§ **What this task involves**
Word for word, transcribe the lines from the one containing "The component shall place one marker per instance of the amomama" through the end of the entries, both included, and nothing else.

§ **Records to use**
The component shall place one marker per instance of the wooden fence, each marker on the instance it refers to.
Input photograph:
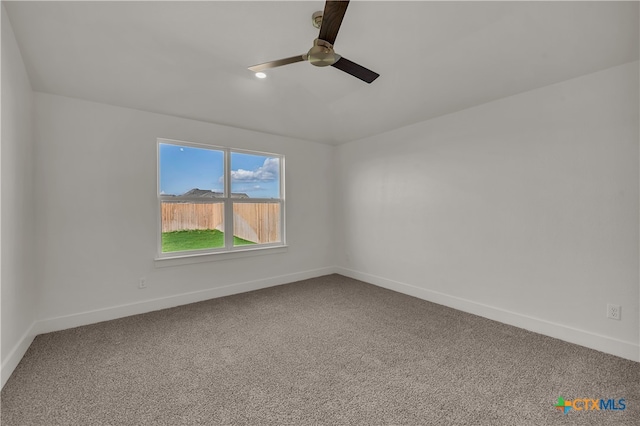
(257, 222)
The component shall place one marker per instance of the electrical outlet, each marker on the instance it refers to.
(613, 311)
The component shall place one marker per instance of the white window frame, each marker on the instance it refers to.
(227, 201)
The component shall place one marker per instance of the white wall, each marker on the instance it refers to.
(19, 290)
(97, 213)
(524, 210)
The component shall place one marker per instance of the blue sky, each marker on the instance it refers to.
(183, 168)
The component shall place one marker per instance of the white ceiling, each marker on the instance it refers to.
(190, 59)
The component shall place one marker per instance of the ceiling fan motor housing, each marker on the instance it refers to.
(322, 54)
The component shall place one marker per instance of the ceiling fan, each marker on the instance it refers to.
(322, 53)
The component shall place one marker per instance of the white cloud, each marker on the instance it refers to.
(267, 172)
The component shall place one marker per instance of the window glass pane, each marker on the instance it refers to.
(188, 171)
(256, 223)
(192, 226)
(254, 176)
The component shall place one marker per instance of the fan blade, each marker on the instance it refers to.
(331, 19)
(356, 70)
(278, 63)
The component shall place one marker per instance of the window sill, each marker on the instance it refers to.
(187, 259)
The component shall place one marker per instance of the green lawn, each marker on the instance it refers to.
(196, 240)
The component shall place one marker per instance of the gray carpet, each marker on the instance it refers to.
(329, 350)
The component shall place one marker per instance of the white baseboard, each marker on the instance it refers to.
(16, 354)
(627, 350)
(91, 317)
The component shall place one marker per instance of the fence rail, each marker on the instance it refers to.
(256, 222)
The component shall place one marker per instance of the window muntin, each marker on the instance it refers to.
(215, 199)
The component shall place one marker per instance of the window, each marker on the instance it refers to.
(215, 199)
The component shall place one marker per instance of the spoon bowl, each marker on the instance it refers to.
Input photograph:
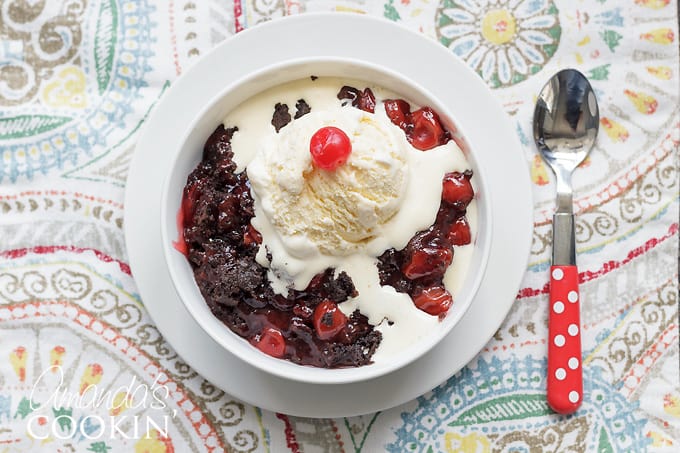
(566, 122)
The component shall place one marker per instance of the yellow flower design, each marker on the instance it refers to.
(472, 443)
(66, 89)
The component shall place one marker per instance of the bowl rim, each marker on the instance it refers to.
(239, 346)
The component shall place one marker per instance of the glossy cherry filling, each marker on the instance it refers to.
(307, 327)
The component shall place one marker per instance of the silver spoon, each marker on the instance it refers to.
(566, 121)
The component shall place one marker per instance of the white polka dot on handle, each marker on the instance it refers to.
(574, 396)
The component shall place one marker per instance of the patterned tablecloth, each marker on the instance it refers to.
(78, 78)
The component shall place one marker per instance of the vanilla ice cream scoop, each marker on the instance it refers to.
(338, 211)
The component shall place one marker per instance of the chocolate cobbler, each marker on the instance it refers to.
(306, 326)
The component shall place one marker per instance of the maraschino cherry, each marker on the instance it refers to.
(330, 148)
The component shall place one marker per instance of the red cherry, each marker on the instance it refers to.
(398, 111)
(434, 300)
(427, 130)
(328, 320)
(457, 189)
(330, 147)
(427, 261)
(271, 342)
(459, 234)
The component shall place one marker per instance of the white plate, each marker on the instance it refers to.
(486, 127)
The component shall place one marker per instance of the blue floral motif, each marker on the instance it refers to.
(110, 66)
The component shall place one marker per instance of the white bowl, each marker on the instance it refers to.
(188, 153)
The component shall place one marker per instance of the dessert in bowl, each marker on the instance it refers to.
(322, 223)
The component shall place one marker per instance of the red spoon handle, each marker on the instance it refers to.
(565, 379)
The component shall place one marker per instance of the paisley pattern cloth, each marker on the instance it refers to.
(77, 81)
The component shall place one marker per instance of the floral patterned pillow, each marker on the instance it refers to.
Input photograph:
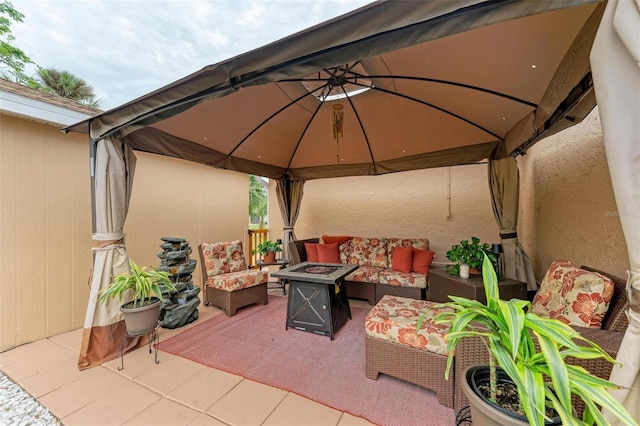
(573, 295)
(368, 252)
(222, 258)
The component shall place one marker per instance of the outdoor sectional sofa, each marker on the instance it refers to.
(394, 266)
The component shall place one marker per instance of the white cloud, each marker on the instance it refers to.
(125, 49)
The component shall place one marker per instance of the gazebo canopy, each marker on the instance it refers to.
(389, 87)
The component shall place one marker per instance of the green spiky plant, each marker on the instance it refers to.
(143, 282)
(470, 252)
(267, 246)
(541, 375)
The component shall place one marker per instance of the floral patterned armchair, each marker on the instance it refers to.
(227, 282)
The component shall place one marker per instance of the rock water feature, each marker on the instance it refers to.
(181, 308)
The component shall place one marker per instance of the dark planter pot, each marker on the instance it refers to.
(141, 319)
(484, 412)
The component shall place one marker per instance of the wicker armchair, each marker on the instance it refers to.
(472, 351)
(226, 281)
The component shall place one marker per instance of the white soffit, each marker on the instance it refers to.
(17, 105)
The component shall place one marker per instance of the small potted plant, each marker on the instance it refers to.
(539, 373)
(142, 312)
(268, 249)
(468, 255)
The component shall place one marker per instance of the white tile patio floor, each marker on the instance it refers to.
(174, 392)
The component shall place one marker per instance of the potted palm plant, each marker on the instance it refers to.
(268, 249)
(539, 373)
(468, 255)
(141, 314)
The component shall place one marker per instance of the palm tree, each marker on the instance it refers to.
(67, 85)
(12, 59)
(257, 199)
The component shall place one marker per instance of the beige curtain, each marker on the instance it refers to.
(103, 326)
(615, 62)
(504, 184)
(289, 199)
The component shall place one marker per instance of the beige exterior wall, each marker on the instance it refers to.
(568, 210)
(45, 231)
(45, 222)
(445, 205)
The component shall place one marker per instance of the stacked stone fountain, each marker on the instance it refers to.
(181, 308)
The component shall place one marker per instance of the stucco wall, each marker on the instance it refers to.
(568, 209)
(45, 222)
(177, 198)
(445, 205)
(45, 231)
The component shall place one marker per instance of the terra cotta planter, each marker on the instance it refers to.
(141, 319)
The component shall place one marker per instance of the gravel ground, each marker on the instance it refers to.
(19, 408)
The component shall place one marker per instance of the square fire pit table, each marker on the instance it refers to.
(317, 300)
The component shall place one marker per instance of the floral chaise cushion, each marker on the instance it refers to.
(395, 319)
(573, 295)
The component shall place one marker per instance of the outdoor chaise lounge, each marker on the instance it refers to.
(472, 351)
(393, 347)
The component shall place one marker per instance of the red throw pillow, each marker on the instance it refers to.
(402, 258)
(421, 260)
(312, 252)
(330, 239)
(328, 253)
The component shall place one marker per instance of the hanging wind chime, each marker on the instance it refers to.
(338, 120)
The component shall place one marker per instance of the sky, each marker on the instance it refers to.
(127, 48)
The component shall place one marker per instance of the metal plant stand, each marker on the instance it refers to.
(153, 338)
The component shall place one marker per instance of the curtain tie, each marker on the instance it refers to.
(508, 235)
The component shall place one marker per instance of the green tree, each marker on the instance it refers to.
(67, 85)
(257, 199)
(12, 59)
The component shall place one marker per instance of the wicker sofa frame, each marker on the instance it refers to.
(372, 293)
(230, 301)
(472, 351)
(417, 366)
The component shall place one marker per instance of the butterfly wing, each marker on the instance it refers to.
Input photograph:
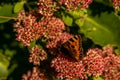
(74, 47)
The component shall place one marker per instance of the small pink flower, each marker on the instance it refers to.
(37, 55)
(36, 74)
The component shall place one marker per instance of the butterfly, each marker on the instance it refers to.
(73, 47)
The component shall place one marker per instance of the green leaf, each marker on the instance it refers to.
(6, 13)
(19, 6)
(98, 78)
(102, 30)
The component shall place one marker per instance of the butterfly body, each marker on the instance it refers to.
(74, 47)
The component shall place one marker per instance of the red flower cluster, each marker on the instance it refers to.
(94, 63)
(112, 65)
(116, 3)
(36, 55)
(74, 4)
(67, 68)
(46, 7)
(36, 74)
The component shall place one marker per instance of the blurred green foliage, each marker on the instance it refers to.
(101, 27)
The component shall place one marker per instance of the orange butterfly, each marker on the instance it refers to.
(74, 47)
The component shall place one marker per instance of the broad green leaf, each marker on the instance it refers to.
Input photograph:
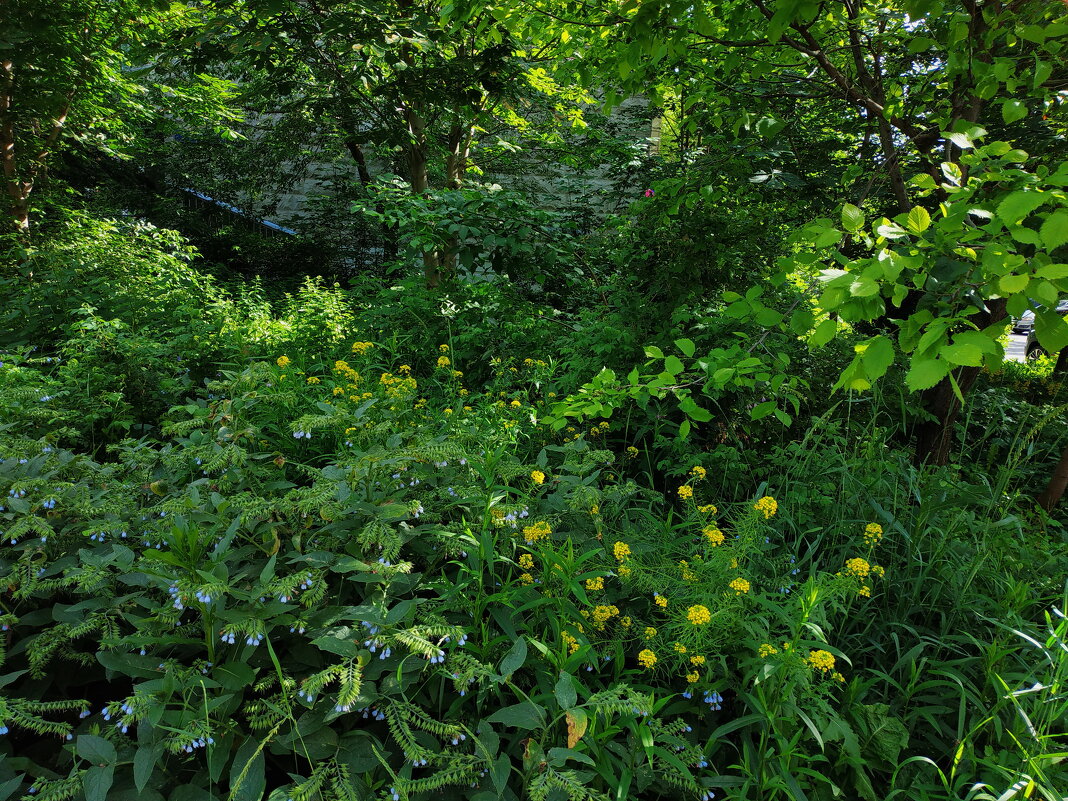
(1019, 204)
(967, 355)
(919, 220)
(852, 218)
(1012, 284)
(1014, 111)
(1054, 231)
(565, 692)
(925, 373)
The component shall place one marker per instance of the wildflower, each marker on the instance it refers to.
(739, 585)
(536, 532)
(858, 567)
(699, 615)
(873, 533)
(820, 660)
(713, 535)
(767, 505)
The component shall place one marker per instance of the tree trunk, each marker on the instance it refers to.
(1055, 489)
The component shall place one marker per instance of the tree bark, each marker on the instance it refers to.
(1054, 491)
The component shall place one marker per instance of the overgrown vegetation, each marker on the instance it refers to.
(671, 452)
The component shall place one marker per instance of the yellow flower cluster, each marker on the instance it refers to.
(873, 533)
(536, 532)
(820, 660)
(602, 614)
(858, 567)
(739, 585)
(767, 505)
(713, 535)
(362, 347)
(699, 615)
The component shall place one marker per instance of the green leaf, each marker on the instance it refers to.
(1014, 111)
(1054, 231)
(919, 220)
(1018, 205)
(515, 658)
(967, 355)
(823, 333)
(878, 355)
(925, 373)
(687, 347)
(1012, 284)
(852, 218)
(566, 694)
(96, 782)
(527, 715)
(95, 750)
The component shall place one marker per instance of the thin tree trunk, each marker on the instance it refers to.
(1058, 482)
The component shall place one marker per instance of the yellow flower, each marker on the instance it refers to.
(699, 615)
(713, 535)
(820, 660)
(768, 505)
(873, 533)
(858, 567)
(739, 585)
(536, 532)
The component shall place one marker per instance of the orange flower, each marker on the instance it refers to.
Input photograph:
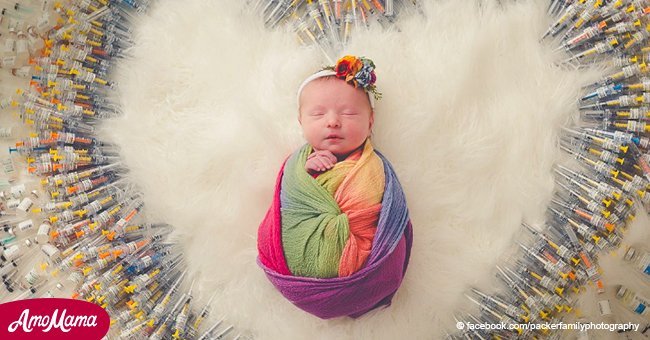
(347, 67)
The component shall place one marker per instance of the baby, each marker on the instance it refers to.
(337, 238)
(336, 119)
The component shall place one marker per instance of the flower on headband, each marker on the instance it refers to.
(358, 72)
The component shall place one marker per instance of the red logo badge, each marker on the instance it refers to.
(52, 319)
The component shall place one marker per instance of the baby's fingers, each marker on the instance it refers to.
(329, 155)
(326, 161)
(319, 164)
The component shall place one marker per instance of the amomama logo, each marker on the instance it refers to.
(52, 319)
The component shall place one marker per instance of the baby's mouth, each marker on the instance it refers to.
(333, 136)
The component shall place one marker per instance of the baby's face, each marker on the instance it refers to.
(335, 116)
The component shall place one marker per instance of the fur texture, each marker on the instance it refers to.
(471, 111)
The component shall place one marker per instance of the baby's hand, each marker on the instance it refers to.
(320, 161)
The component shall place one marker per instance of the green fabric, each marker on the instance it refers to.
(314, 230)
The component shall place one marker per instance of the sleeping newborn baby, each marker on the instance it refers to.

§ **Answer**
The component shall place one marker per instance of the amomama logo, each marker on the instance it refers to.
(52, 319)
The component shall place one marker per instance of the baby's mouth, each marker on the instance it refers to.
(333, 136)
The component shall place one marker per instance of the baby's face, each marker on the instance it refers to.
(335, 116)
The component shall place one marker per instance of the fur texture, each marker on the instance it refers to.
(471, 111)
The component shall place one marker per instance of the baby's hand, each marker on the instance it refers to.
(320, 161)
The component shall place one marker per instance of the green fabric, each marker on the instance it refers to.
(314, 230)
The component shall place one marker per instance of the sleeping newborn baby, each marker on the instance it refers to.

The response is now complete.